▸ Exercise brief
A faithful, complete copy of the records is required.

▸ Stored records
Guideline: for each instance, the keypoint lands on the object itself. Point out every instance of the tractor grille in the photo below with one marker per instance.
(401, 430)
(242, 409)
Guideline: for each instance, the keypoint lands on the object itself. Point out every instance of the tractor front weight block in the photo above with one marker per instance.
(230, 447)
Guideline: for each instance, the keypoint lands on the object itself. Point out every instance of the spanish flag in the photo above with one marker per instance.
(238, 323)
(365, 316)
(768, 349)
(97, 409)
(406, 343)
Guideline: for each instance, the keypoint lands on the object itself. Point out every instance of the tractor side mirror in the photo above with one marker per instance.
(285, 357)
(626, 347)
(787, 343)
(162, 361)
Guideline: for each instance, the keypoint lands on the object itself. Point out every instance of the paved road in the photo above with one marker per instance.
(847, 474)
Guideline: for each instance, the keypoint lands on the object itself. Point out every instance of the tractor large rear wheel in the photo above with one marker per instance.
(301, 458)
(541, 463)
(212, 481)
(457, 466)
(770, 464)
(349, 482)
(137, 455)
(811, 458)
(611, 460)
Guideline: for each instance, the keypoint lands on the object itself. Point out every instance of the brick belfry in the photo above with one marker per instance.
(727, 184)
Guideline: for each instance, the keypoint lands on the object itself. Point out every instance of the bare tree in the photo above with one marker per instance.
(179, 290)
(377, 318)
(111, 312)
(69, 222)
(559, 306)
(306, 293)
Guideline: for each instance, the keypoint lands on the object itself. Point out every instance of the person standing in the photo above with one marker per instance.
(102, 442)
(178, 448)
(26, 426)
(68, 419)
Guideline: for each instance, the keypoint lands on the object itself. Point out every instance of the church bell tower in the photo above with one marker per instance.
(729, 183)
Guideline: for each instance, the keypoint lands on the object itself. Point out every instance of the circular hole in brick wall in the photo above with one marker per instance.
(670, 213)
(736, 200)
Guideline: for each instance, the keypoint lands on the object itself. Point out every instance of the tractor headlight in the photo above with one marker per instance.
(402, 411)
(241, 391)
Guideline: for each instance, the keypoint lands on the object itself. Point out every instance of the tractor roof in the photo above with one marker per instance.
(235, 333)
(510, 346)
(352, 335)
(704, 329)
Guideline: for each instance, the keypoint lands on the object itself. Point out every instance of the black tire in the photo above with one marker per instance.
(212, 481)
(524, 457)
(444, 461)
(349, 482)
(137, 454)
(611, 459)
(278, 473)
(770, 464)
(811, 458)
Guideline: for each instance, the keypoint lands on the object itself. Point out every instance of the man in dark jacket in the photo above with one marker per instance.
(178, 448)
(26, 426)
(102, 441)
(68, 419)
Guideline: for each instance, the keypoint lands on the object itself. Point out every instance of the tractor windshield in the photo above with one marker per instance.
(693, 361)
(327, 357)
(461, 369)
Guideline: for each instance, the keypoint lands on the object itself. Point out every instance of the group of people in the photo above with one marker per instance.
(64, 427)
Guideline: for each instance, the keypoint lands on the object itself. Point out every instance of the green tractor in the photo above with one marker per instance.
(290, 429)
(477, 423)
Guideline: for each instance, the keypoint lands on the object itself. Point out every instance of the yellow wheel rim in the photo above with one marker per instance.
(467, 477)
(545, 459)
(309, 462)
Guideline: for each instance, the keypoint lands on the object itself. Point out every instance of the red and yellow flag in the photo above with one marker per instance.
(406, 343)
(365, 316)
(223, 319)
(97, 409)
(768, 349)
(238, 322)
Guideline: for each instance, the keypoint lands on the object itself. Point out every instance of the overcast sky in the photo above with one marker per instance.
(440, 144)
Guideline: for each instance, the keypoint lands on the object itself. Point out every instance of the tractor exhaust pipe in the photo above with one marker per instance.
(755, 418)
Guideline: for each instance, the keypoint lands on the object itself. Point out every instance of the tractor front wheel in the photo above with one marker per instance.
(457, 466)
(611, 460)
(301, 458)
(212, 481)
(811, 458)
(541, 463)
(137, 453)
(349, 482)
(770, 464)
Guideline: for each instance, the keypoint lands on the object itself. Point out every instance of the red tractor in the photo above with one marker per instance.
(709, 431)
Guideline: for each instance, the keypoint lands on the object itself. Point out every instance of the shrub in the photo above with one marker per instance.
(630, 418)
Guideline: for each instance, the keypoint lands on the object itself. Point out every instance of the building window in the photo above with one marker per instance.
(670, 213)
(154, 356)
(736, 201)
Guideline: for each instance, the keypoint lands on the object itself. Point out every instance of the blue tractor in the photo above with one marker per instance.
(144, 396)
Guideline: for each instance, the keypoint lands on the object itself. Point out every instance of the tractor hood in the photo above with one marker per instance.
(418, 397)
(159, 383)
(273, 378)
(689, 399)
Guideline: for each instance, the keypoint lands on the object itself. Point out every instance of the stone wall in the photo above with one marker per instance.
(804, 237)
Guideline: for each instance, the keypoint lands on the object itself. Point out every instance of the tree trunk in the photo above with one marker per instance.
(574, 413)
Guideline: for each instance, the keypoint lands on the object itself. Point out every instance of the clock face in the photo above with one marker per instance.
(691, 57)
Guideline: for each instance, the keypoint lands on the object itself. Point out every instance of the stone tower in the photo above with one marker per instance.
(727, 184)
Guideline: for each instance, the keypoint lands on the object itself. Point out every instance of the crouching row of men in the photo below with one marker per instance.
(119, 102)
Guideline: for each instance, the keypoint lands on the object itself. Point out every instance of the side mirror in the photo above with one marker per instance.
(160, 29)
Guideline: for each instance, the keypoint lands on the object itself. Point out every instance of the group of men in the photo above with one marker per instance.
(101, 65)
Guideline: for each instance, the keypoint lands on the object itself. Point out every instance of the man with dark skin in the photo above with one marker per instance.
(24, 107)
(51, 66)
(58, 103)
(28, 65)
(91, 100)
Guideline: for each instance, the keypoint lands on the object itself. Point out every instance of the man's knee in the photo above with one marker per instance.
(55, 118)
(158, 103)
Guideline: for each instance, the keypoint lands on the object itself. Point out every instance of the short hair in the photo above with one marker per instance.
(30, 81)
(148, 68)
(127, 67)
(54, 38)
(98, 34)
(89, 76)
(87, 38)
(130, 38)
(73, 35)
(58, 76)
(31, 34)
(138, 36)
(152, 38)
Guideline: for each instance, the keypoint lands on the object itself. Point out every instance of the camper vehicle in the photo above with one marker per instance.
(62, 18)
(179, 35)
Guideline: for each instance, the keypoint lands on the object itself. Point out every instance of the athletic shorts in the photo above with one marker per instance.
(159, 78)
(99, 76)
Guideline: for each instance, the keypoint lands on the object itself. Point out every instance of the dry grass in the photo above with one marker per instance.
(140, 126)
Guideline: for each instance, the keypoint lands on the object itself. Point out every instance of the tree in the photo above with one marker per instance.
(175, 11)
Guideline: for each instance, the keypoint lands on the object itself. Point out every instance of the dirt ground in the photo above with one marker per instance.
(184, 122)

▸ Expected answer
Guideline: for each instance, the keypoint lands on the object itself. Point out every instance of the tractor grille in the photo below with one marker per instance.
(401, 430)
(242, 409)
Guideline: for each instance, the keypoint lands on the object itself. Point out every instance of the tractor front weight block in the photo above with one marker per instance.
(230, 447)
Guideline: for each instance, the keypoint lands on the object itself. Point out every instance of the spanish flag in the photo above with one marker per instance.
(238, 323)
(365, 316)
(768, 349)
(97, 409)
(406, 343)
Guideline: for each instance, the keypoint lands on the object itself. Point out every instance of the tractor side mirror in the photo above with one marker per instance.
(285, 357)
(626, 347)
(787, 343)
(162, 361)
Guideline: for each instance, the keypoint lands on the object itself. Point out every instance of the paved road in the photo above with one marker per instance.
(847, 474)
Guideline: for each instance, the keypoint lands on the object itself. Point out every instance of the tractor large rear wheel in the photo above with one marker per instance.
(301, 458)
(541, 463)
(212, 481)
(457, 466)
(770, 464)
(349, 482)
(137, 455)
(811, 458)
(611, 460)
Guideline: for each instance, the keypoint lands on the object itself. Point out every instance of the brick belfry in the photo above with one marker per instance.
(727, 184)
Guideline: for each instance, the keypoint lands on the object itself. Point out every instance of the bare tree in the photo above with one marker per instance.
(179, 290)
(377, 318)
(111, 312)
(69, 222)
(559, 306)
(306, 293)
Guideline: for each instance, the keypoint lands on the object itself. Point out every instance of the person standing in the photo above with one marker per instance.
(102, 442)
(178, 448)
(26, 426)
(68, 419)
Guideline: for each instance, the keypoint lands on the object itself. Point out every instance of the church bell tower in the photo above with one marker per instance.
(729, 183)
Guideline: for each instance, the keypoint lands on the object itself. Point out every instance of the circular hole in brick wall in the photo above with one marker per instance.
(670, 213)
(736, 200)
Guideline: for each instance, the keypoint lands on the object itself. Point out every instance of the tractor headlight in the photo above with one marker per instance.
(402, 411)
(241, 391)
Guideline: for each instance, the keypoint lands on the object itself. Point out every instance of the tractor roof in the photo above with one marker per instance.
(235, 333)
(510, 346)
(352, 335)
(704, 329)
Guideline: for each instance, the keypoint lands on the object itself. Point out every instance of the black tire in the photo above with one marker per instance.
(212, 481)
(524, 457)
(444, 461)
(349, 482)
(137, 454)
(611, 459)
(278, 473)
(770, 464)
(811, 458)
Guideline: for each instance, the keypoint lands on the object itself. Point out every instance of the man in dark jacket in the photo above with one marker per instance.
(178, 448)
(26, 426)
(102, 441)
(68, 419)
Guideline: for each instance, the keypoint lands on the object itself. Point out every instance of the tractor windshield in the photo above with one marker per instance.
(693, 361)
(327, 357)
(461, 369)
Guideline: for each instance, the keypoint lands on the object itself. Point out every instance of the group of people in the photo above with one marker per instance.
(64, 427)
Guideline: for each instance, the keypoint lands on the object itself. Point out every instance of the green tractor in the photo above with one marker per instance.
(290, 429)
(477, 423)
Guideline: for each instance, the keypoint lands on the object itself. Point out every instance of the yellow wheel rim in the photo above with one marker per instance.
(467, 477)
(545, 459)
(309, 462)
Guideline: for each instance, the keypoint lands on the object itself. Point out every instance of the red and yellow flag in the photo above with one marker per instance.
(406, 343)
(365, 316)
(223, 319)
(97, 409)
(768, 349)
(238, 322)
Guideline: for each instance, the keypoint lands on the object itself. Point out every instance of the overcast sky in the photo above with one marker per instance.
(440, 144)
Guideline: for each instance, the keypoint lands on the object itself. Point out every instance of the tractor exhaust pipe in the photo above with one marker per instance.
(755, 418)
Guideline: for each instance, the keypoint lands on the object itself. Point out every instance of the tractor front wheel in the photo above with one marker per instance.
(457, 466)
(611, 460)
(301, 458)
(212, 481)
(811, 458)
(541, 463)
(137, 453)
(349, 482)
(770, 464)
Guideline: for each instance, the keypoint lands on the object itself. Point out every instance of the red tractor in the photo above with one marker per instance.
(709, 431)
Guideline: for each instance, the keypoint lands on the object itself. Point out every instance of the shrub in the photo above with one marker per instance.
(630, 418)
Guideline: for each instance, the keypoint lands on the object itself. Point out every instance of the building window in the photo above with one marker per instance.
(670, 213)
(154, 356)
(736, 201)
Guideline: for each instance, the keypoint lands on the object itself. Point out every instance of the blue tractor in the photo above with one marker per instance.
(144, 396)
Guideline: for each instance, the keypoint lands on the object itself. Point out every instance of the tractor hood in the photo above with one marker per instance.
(418, 397)
(159, 383)
(273, 378)
(689, 399)
Guideline: for each instance, the keypoint lands on the object itself. Point out every instance of the stone wall in the photo above with one marker per instance.
(804, 237)
Guideline: for each instance, the keypoint lands on the object itself. Point out every instance of the tree trunk in the photo above with one marker per instance.
(574, 413)
Guideline: for each instance, the keypoint lands on the object itself. Point out every instance of the clock face in the photo above with one marker per instance.
(691, 57)
Guideline: for each instance, the keypoint lands on the object itself. Point out every instance of the stone tower in the photo above with one marker per instance.
(727, 184)
Guideline: for each instance, the keypoint lands on the object itself. Point out every instance of the crouching row of men in the photo below with one marker per instance.
(119, 102)
Guideline: for each instance, the keypoint lands on the object itself. Point out every instance of the side mirror in the photo above with one marker per instance.
(160, 29)
Guideline: for each instance, the keypoint lands on the object itself. Point out every instance of the group of men in the photo above with one marker per instance.
(101, 65)
Guideline: for each instance, the keypoint lands on the object itself. Point out every instance of the man with dark skin in the photo above with one marker per instance.
(24, 107)
(51, 66)
(58, 103)
(28, 65)
(91, 100)
Guideline: for each instance, the keypoint lands on the object itself. Point out every instance of the man's knee in the photo above with one marker per instance.
(55, 118)
(158, 103)
Guideline: for each instance, the keypoint lands on the object itself. Point out every instance of the short hair in the photo above with one marker per instance.
(30, 81)
(148, 68)
(127, 67)
(54, 38)
(98, 34)
(89, 76)
(87, 38)
(130, 38)
(73, 35)
(58, 76)
(31, 34)
(138, 36)
(152, 38)
Guideline: for each instance, the keypoint lands on the object itself. Point out every instance of the camper vehicle in the photo above with one marker per instance.
(62, 18)
(179, 35)
Guideline: for each instance, the keypoint lands on the object itself. Point out every instance of the athletic shorts in the photo above with one marker per instance.
(159, 78)
(99, 76)
Guideline: for each instance, the keypoint lands on the object itself. Point out every instance of the dry grass in the photo above with one marker per instance.
(140, 126)
Guideline: for each instance, the keypoint lands on the object itself. Point out every instance of the tree in the photo above with one marker per instance.
(175, 11)
Guideline: for each instance, the keypoint lands on the object itself. Point out every instance of the dirt ground in the photo above with one marker per instance.
(184, 122)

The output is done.